INFORMATION SUPPLIED -

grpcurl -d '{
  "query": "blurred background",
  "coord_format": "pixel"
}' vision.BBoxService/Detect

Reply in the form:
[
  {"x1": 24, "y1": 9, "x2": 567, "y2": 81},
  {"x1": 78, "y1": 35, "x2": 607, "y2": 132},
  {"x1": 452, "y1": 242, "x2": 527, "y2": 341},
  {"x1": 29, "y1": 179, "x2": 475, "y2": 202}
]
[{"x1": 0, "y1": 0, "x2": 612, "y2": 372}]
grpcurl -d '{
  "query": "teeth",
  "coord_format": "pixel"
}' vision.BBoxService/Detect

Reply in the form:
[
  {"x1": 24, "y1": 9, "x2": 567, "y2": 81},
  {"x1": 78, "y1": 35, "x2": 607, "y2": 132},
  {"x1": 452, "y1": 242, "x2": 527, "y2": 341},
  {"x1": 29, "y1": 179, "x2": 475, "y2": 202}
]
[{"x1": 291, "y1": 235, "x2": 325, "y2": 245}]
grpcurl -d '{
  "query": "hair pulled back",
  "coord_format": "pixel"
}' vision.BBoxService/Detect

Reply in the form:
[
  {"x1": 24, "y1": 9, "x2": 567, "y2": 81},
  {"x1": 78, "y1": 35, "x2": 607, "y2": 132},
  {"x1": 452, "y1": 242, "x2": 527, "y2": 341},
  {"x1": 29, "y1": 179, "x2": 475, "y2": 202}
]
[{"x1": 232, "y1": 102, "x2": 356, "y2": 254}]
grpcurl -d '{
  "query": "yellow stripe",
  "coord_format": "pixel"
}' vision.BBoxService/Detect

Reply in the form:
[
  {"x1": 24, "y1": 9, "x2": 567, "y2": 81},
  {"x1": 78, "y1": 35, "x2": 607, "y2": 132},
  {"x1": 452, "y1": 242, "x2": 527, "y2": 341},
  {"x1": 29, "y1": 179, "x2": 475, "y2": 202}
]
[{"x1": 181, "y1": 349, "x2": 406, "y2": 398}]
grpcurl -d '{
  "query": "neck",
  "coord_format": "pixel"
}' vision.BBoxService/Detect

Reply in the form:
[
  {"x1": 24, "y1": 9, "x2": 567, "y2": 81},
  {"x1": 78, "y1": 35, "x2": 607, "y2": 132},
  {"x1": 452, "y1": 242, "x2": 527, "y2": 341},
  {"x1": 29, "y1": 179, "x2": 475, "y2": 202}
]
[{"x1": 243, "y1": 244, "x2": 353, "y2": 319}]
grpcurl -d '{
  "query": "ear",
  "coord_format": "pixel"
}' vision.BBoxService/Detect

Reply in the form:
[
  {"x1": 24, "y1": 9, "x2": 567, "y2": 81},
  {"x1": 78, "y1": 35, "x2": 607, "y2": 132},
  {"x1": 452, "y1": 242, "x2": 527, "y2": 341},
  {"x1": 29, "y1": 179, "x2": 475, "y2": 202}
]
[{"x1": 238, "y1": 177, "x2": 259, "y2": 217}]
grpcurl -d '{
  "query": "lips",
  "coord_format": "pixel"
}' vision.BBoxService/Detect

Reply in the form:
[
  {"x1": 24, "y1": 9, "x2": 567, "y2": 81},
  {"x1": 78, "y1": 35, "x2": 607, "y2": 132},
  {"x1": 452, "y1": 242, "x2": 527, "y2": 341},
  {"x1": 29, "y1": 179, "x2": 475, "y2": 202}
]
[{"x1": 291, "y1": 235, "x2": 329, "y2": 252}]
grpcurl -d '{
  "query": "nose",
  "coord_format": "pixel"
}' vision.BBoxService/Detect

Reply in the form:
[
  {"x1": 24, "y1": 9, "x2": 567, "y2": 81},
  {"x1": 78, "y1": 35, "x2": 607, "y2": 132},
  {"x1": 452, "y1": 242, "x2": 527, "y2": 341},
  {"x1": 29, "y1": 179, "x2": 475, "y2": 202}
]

PROMPT - How many lines of the material above contain the word "query", with case counting? Reply with the number only.

ANSWER TO THE EXERCISE - 8